Without changing anything, reproduce every record below.

────────────────────────────────────────

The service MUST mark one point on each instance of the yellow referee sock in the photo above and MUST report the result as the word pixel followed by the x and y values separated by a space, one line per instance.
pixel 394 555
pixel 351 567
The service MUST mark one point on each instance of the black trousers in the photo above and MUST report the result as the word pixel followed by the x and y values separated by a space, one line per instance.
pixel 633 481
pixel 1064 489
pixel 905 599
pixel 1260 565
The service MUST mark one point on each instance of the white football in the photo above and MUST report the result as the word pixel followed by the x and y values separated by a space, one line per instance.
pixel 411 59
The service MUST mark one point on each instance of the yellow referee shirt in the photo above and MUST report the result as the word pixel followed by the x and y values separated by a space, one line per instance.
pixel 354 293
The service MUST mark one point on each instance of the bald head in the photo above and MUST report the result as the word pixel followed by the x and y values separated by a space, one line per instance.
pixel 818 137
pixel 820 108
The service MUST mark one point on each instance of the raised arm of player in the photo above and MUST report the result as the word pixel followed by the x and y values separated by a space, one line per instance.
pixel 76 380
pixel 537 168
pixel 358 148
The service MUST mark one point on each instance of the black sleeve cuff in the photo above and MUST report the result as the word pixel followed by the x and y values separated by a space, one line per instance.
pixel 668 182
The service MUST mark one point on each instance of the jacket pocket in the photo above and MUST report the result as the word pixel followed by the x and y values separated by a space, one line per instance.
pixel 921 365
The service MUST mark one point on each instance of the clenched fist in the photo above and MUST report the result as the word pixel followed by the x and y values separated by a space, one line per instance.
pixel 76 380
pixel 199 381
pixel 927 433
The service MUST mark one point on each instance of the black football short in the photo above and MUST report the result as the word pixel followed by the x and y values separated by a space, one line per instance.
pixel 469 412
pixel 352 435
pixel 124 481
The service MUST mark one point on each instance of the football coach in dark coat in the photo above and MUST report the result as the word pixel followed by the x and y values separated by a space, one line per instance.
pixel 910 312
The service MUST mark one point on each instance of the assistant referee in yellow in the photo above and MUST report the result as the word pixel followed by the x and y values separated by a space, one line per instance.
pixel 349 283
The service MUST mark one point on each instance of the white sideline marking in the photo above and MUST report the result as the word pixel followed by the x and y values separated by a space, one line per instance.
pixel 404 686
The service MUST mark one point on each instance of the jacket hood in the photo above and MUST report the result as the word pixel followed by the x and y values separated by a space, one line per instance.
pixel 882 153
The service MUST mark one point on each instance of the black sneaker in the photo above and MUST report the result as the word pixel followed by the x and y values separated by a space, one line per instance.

────────────────────────────────────────

*Task solution:*
The service MUST mark one point on each instance of the yellow referee sock in the photo above and MUST report the result as the word pixel followed by the x and y values separated by a space, one line per instance.
pixel 394 555
pixel 351 567
The service MUST mark one point on each instance of the black trousers in the photo above and MUST report the result as the word pixel followed by the x and y values separated by a space, one line per instance.
pixel 633 481
pixel 1064 489
pixel 905 599
pixel 1260 565
The service MUST mark one point on each instance of the white football in the photo above and MUST report the result as the word pixel followed by the x and y values separated by a space, one line per instance.
pixel 411 59
The service MUST mark one point on each instance of the yellow referee shirt in the photo above and MUST report the result as the word pixel followed by the x and y values separated by a space, one line per instance.
pixel 354 293
The service MUST mark one point on each instance of the bald head in the photo above and MUST report the result as the word pixel followed by the x and y values separated by a space, one line per instance.
pixel 818 137
pixel 820 108
The service MUST mark one point on each instance of the raised arm of player in the photo above and MUST report the result as the word pixel followed by the x and y values separated by a space, one line per instance.
pixel 76 380
pixel 537 168
pixel 358 148
The service MUST mark one point on each instance of the black sleeve cuff in the photo above and MUST report the result as the word pixel followed by the x and y values separated by a space, one line per instance.
pixel 668 182
The service MUST mark one point on each instance of the jacket pocket in the photo above and MUST report the result as the word pixel followed by the x and y values separated by a space, one line per instance.
pixel 921 365
The service MUST mark one point on each instance of the clenched fist in the photo above and MUST report the result as the word pixel followed by the x and y values separated by a space, one line per instance.
pixel 76 380
pixel 199 381
pixel 927 433
The service MUST mark one point on each instance of the black football short in the photo above and MUST report the result as the word pixel followed by the x and y values separated by a space, one line per instance.
pixel 469 412
pixel 352 435
pixel 124 481
The service MUST mark one point on each instance of the football coach in dark coat in the photo above and MUST report the result as the word pixel followed by the x and y values separated by a space, one line per instance.
pixel 910 312
The service MUST mark one point on each instance of the assistant referee in yellow in the photo above and MUST report the result as the word pixel followed by the x and y values separated by a space, one line per instance.
pixel 349 283
The service MUST mark one point on each instance of the white sideline marking in the photo above and MUST report the result as the word pixel followed by the x and y values separated by a space, one line per instance.
pixel 404 686
The service MUST mark one point on each instance of the jacket hood in the photo above and MUST report the result as the word pixel followed by the x and y values separated by a space, one line per instance.
pixel 882 153
The service MUST mark one point on each instance of the black sneaker in the photo above and MUST report the result as the word pixel followed by the x and y values separated by a space, one line per instance.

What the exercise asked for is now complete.